» Exercise directions: Nothing but the exact lines from the one containing "Return the mask of every instance of the hanging" through the last line of the records below belongs in your answer.

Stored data
* * * * *

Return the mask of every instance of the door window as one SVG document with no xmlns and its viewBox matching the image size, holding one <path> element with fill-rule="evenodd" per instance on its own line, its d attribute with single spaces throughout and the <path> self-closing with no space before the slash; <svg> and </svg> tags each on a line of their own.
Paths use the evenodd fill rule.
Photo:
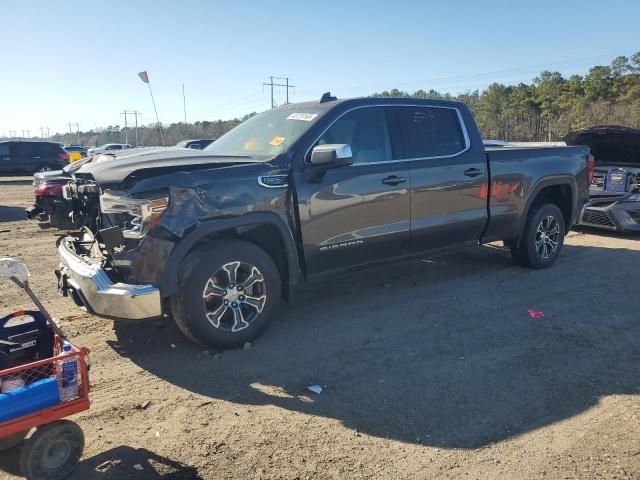
<svg viewBox="0 0 640 480">
<path fill-rule="evenodd" d="M 18 155 L 22 158 L 33 158 L 40 156 L 40 152 L 33 143 L 17 142 L 16 150 Z"/>
<path fill-rule="evenodd" d="M 8 157 L 8 156 L 9 156 L 9 144 L 0 143 L 0 157 Z"/>
<path fill-rule="evenodd" d="M 404 158 L 455 155 L 467 147 L 453 108 L 398 107 L 396 112 Z"/>
<path fill-rule="evenodd" d="M 317 145 L 346 143 L 351 146 L 353 163 L 392 160 L 387 116 L 383 108 L 359 108 L 340 117 L 320 137 Z"/>
</svg>

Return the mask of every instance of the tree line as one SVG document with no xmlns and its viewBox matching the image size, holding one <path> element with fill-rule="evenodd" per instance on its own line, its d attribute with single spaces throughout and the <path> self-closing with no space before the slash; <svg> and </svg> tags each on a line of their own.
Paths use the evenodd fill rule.
<svg viewBox="0 0 640 480">
<path fill-rule="evenodd" d="M 486 139 L 558 141 L 572 130 L 593 125 L 640 128 L 640 52 L 595 66 L 585 76 L 564 78 L 560 72 L 543 71 L 530 84 L 493 83 L 483 91 L 455 96 L 398 89 L 374 96 L 464 102 Z"/>
<path fill-rule="evenodd" d="M 253 115 L 255 113 L 231 120 L 201 121 L 186 124 L 178 122 L 162 125 L 164 144 L 167 146 L 175 145 L 181 140 L 190 138 L 216 139 Z M 92 129 L 87 132 L 57 133 L 51 137 L 51 140 L 64 144 L 80 145 L 104 145 L 105 143 L 129 143 L 135 145 L 136 133 L 134 127 L 128 127 L 125 130 L 120 125 L 109 125 L 106 128 Z M 157 125 L 139 126 L 138 144 L 148 146 L 162 145 L 162 138 Z"/>
<path fill-rule="evenodd" d="M 473 111 L 483 138 L 506 141 L 558 141 L 568 132 L 602 124 L 640 128 L 640 52 L 616 57 L 610 65 L 592 67 L 568 78 L 560 72 L 543 71 L 530 84 L 493 83 L 480 91 L 451 95 L 436 90 L 407 92 L 393 89 L 374 97 L 413 97 L 458 100 Z M 188 138 L 217 139 L 250 113 L 231 120 L 172 123 L 162 126 L 165 145 Z M 57 133 L 53 141 L 102 145 L 130 143 L 135 131 L 119 125 L 87 132 Z M 140 145 L 162 145 L 156 125 L 138 127 Z"/>
</svg>

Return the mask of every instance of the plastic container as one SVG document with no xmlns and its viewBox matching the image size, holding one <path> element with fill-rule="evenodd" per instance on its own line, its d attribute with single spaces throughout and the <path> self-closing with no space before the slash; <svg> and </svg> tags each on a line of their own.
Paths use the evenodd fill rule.
<svg viewBox="0 0 640 480">
<path fill-rule="evenodd" d="M 71 344 L 64 342 L 62 355 L 72 352 Z M 58 361 L 60 369 L 60 400 L 68 402 L 78 397 L 78 357 L 68 357 Z"/>
<path fill-rule="evenodd" d="M 60 403 L 55 378 L 38 380 L 24 387 L 0 394 L 0 422 L 43 410 Z"/>
</svg>

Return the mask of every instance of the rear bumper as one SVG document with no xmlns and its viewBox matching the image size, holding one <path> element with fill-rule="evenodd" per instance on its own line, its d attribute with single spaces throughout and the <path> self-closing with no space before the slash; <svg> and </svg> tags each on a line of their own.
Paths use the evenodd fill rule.
<svg viewBox="0 0 640 480">
<path fill-rule="evenodd" d="M 640 202 L 591 201 L 582 211 L 578 224 L 609 231 L 640 233 Z"/>
<path fill-rule="evenodd" d="M 141 320 L 162 314 L 160 290 L 151 284 L 132 285 L 111 280 L 99 263 L 78 255 L 74 237 L 58 242 L 60 268 L 56 271 L 63 295 L 96 315 Z"/>
</svg>

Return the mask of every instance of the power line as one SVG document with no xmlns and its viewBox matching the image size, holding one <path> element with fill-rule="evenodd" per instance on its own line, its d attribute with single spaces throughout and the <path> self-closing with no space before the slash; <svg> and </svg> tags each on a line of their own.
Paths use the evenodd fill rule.
<svg viewBox="0 0 640 480">
<path fill-rule="evenodd" d="M 269 77 L 269 83 L 263 83 L 263 87 L 271 87 L 271 108 L 276 108 L 276 104 L 273 100 L 273 87 L 285 87 L 286 88 L 286 102 L 285 105 L 289 103 L 289 89 L 295 88 L 295 85 L 289 85 L 289 77 Z M 284 80 L 286 83 L 274 83 L 274 80 Z"/>
</svg>

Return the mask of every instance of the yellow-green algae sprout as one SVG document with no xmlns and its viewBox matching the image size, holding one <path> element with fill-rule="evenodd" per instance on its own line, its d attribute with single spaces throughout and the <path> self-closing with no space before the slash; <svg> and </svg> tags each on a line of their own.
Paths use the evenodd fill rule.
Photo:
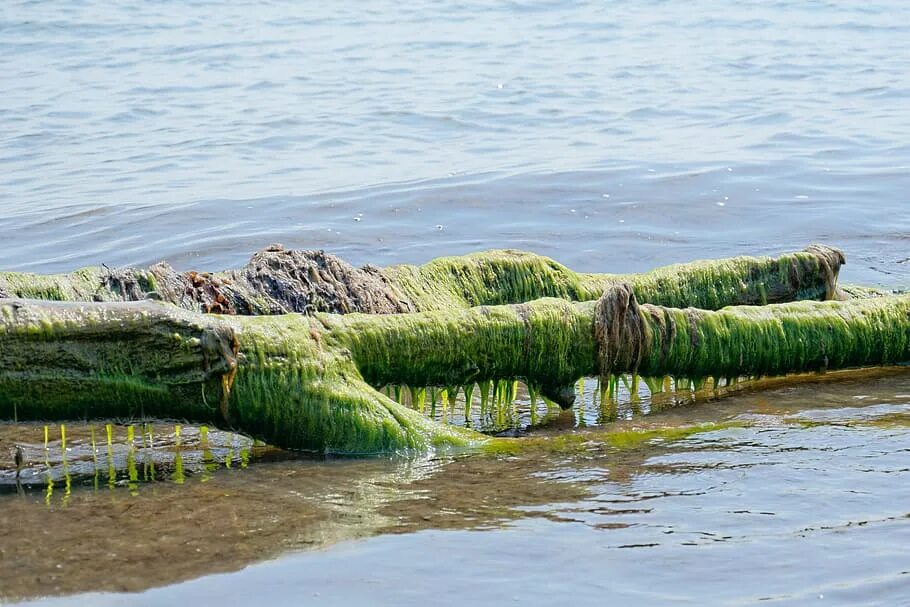
<svg viewBox="0 0 910 607">
<path fill-rule="evenodd" d="M 243 268 L 178 272 L 83 268 L 69 274 L 0 272 L 0 297 L 53 301 L 159 299 L 187 310 L 241 315 L 288 312 L 402 313 L 521 303 L 542 297 L 588 301 L 628 283 L 640 301 L 718 309 L 801 299 L 834 299 L 843 254 L 812 245 L 778 257 L 732 257 L 644 274 L 574 272 L 541 255 L 486 251 L 421 266 L 354 268 L 323 251 L 273 245 Z"/>
<path fill-rule="evenodd" d="M 488 440 L 393 401 L 386 385 L 507 392 L 521 379 L 566 406 L 575 381 L 598 374 L 697 380 L 908 361 L 910 296 L 712 312 L 639 304 L 616 285 L 588 302 L 258 317 L 0 300 L 0 418 L 178 418 L 320 452 Z"/>
</svg>

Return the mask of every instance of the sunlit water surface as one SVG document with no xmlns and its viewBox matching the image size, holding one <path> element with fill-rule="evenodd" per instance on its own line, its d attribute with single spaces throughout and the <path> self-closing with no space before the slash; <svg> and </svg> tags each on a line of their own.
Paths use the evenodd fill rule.
<svg viewBox="0 0 910 607">
<path fill-rule="evenodd" d="M 0 268 L 282 242 L 630 272 L 822 241 L 843 280 L 906 288 L 908 39 L 897 1 L 5 2 Z M 96 463 L 89 427 L 45 450 L 7 424 L 0 460 L 37 464 L 21 494 L 0 476 L 0 599 L 910 603 L 910 377 L 688 400 L 588 399 L 532 434 L 717 428 L 498 456 L 322 461 L 195 428 L 178 449 L 156 422 L 132 456 L 98 426 Z M 98 591 L 142 594 L 53 598 Z"/>
</svg>

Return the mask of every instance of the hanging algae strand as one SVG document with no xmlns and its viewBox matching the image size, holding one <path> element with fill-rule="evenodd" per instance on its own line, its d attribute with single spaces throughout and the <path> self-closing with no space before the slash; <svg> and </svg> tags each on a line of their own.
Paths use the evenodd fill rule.
<svg viewBox="0 0 910 607">
<path fill-rule="evenodd" d="M 157 299 L 218 314 L 347 314 L 451 310 L 542 297 L 596 300 L 604 289 L 632 285 L 639 301 L 718 309 L 800 299 L 834 299 L 843 254 L 823 245 L 772 257 L 732 257 L 658 268 L 644 274 L 578 273 L 541 255 L 513 250 L 441 257 L 421 266 L 354 268 L 324 251 L 270 246 L 243 268 L 178 272 L 83 268 L 70 274 L 0 272 L 0 297 L 54 301 Z M 869 296 L 853 289 L 850 296 Z"/>
</svg>

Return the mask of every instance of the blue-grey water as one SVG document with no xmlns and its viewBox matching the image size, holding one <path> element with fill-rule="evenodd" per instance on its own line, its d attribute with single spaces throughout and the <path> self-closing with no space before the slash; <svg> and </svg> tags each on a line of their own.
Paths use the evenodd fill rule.
<svg viewBox="0 0 910 607">
<path fill-rule="evenodd" d="M 906 288 L 908 66 L 897 0 L 6 0 L 0 269 L 219 269 L 282 242 L 626 272 L 821 241 L 845 281 Z M 513 476 L 507 459 L 292 461 L 50 508 L 0 496 L 0 597 L 910 604 L 910 432 L 851 425 L 910 406 L 907 378 L 724 402 L 651 418 L 767 424 Z M 824 423 L 781 421 L 799 412 Z M 130 511 L 219 522 L 149 537 Z M 187 530 L 206 524 L 230 543 Z"/>
</svg>

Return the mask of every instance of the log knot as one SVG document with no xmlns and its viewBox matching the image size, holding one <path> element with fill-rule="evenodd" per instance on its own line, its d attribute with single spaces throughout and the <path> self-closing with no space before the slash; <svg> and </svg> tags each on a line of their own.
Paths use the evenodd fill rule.
<svg viewBox="0 0 910 607">
<path fill-rule="evenodd" d="M 648 329 L 628 284 L 608 287 L 594 308 L 597 368 L 603 376 L 635 373 L 646 356 Z"/>
</svg>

* * * * *

» Solution:
Return the mask of every instance of the hanging algae strand as one SVG document with no xmlns and its viewBox matching the image size, holding one <path> element with fill-rule="evenodd" per instance on its own line, its d attribute with single spaces throughout and the <path> self-closing with no space before the slash; <svg> and </svg> tags each on a line of their own.
Paths use the evenodd fill rule.
<svg viewBox="0 0 910 607">
<path fill-rule="evenodd" d="M 157 299 L 218 314 L 347 314 L 451 310 L 542 297 L 596 300 L 604 289 L 632 285 L 639 301 L 718 309 L 800 299 L 834 299 L 843 254 L 823 245 L 772 257 L 732 257 L 658 268 L 644 274 L 578 273 L 541 255 L 513 250 L 441 257 L 421 266 L 354 268 L 324 251 L 270 246 L 243 268 L 178 272 L 83 268 L 70 274 L 0 272 L 0 297 L 54 301 Z M 869 296 L 853 289 L 850 296 Z"/>
</svg>

Return the mask of every instance of the blue-grey water as one SVG document with no xmlns and its viewBox matching the image size, holding one <path> element with fill-rule="evenodd" per instance on its own line, its d attribute with single spaces throughout and the <path> self-closing with no space before the slash; <svg> and </svg> tags each on a line of their own.
Paths use the evenodd fill rule.
<svg viewBox="0 0 910 607">
<path fill-rule="evenodd" d="M 906 288 L 908 66 L 897 0 L 6 0 L 0 269 L 219 269 L 282 242 L 626 272 L 821 241 L 845 281 Z M 513 476 L 507 459 L 292 461 L 50 508 L 0 496 L 0 597 L 910 604 L 910 432 L 851 425 L 910 406 L 907 378 L 724 402 L 651 418 L 767 424 Z M 824 423 L 781 421 L 799 412 Z M 130 511 L 219 522 L 149 537 Z M 187 530 L 206 524 L 230 543 Z"/>
</svg>

Return the mask of every instance of the log knot as one SVG document with no xmlns and its viewBox matching the image size, holding one <path> element with fill-rule="evenodd" per instance on its own line, its d attribute with single spaces throughout and the <path> self-closing with no space before the slash; <svg> and </svg> tags each on a line of their own.
Paths use the evenodd fill rule.
<svg viewBox="0 0 910 607">
<path fill-rule="evenodd" d="M 648 329 L 628 284 L 608 287 L 594 308 L 597 368 L 603 376 L 635 373 L 646 356 Z"/>
</svg>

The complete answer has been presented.